- [Action item]
In the records below, find the line containing "[output] one dot per instance, form <point>103,94</point>."; copy exactly that line and all lines after it to the end, and nothing else.

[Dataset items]
====

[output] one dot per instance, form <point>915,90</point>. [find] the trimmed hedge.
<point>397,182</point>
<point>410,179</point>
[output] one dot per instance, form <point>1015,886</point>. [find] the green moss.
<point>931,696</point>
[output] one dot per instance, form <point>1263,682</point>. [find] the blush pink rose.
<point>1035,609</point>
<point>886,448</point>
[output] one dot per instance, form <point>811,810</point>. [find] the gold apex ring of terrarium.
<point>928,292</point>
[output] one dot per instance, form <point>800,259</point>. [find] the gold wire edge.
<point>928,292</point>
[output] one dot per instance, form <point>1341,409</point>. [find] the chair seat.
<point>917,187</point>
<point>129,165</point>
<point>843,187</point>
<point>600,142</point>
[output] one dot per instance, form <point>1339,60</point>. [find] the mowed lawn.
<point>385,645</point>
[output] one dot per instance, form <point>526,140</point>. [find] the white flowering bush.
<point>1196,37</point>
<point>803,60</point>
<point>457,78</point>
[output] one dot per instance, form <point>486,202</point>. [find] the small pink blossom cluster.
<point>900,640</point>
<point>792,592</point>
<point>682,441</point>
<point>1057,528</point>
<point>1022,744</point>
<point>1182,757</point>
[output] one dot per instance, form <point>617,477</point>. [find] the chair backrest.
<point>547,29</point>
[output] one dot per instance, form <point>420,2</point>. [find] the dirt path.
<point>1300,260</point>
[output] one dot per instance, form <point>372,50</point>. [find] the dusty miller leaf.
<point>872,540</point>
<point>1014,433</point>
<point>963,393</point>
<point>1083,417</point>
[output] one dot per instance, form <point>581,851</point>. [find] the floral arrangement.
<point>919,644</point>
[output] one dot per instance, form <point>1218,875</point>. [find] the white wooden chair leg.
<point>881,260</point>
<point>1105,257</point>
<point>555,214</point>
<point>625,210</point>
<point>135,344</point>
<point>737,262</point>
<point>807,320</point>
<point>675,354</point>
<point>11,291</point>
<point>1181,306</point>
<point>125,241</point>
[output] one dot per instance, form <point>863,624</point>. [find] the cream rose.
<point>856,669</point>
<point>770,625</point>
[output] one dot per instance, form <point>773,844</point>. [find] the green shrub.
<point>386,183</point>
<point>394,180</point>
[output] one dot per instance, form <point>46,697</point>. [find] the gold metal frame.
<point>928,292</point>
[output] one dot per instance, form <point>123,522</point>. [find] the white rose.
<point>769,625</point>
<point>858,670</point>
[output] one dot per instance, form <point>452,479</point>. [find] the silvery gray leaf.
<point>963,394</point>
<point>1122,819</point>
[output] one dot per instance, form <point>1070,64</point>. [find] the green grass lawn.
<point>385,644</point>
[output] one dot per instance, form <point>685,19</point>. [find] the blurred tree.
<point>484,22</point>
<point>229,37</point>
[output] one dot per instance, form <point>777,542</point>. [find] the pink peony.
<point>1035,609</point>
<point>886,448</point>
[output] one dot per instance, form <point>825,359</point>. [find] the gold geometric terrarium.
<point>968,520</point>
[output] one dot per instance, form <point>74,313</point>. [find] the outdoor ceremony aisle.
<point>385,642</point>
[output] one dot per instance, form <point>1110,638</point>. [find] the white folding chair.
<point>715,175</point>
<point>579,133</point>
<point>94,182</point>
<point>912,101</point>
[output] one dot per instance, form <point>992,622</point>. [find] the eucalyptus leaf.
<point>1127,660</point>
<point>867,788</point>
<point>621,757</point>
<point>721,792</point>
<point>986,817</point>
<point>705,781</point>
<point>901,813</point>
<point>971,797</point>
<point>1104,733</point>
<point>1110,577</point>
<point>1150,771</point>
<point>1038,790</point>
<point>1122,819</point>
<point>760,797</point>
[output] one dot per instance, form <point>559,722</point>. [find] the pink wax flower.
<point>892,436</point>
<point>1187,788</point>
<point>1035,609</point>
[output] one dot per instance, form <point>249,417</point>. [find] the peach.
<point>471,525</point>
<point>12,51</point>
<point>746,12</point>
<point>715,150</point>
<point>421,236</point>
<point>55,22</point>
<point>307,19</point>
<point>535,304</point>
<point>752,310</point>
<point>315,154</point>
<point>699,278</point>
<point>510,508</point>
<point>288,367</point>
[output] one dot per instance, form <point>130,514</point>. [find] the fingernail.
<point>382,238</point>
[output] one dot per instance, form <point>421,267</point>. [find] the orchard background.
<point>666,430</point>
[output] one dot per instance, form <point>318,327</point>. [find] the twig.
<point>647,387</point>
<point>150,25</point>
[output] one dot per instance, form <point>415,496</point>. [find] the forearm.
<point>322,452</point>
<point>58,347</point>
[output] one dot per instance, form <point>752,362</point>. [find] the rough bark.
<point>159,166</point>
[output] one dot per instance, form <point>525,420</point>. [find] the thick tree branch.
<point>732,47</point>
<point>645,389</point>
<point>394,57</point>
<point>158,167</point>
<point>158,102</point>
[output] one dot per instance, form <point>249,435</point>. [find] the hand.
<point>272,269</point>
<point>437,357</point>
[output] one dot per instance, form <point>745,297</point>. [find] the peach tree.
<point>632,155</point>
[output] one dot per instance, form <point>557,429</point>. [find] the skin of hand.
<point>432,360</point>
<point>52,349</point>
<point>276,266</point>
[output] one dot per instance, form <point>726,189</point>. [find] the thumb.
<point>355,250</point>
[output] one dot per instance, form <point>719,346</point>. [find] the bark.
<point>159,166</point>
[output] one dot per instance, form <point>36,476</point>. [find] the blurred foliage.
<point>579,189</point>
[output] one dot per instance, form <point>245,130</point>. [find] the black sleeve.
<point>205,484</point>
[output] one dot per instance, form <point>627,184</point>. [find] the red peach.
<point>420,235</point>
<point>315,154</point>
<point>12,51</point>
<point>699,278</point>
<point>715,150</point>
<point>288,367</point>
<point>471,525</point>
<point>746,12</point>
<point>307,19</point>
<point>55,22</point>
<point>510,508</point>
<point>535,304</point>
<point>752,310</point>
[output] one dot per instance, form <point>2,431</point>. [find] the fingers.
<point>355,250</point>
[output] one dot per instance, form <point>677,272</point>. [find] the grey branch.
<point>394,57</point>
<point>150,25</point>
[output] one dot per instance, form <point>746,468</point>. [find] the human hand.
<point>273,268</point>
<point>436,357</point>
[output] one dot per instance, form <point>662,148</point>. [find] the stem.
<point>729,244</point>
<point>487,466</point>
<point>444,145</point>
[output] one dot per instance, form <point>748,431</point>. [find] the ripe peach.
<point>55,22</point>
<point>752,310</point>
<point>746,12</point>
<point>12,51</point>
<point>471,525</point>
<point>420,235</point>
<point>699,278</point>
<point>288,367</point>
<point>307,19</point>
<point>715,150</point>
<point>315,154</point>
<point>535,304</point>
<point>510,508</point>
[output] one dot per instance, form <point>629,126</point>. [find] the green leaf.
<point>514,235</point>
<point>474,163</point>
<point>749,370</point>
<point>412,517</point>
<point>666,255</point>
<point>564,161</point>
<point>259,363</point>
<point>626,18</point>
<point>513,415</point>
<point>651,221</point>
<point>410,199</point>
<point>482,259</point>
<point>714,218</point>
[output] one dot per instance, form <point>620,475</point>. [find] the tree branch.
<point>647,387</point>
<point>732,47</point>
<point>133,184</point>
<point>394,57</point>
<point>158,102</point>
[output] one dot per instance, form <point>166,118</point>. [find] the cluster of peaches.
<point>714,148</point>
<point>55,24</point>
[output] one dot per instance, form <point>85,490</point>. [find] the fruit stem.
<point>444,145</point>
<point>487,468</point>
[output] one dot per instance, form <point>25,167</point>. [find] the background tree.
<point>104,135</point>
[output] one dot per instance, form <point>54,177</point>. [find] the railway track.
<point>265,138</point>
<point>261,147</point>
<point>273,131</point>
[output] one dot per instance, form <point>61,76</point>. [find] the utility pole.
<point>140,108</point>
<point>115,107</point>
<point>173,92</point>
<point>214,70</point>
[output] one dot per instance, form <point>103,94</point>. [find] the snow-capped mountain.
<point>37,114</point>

====

- [Result for this exercise]
[output] one dot per instance, form <point>103,94</point>. [find] the snow-capped mountain.
<point>37,114</point>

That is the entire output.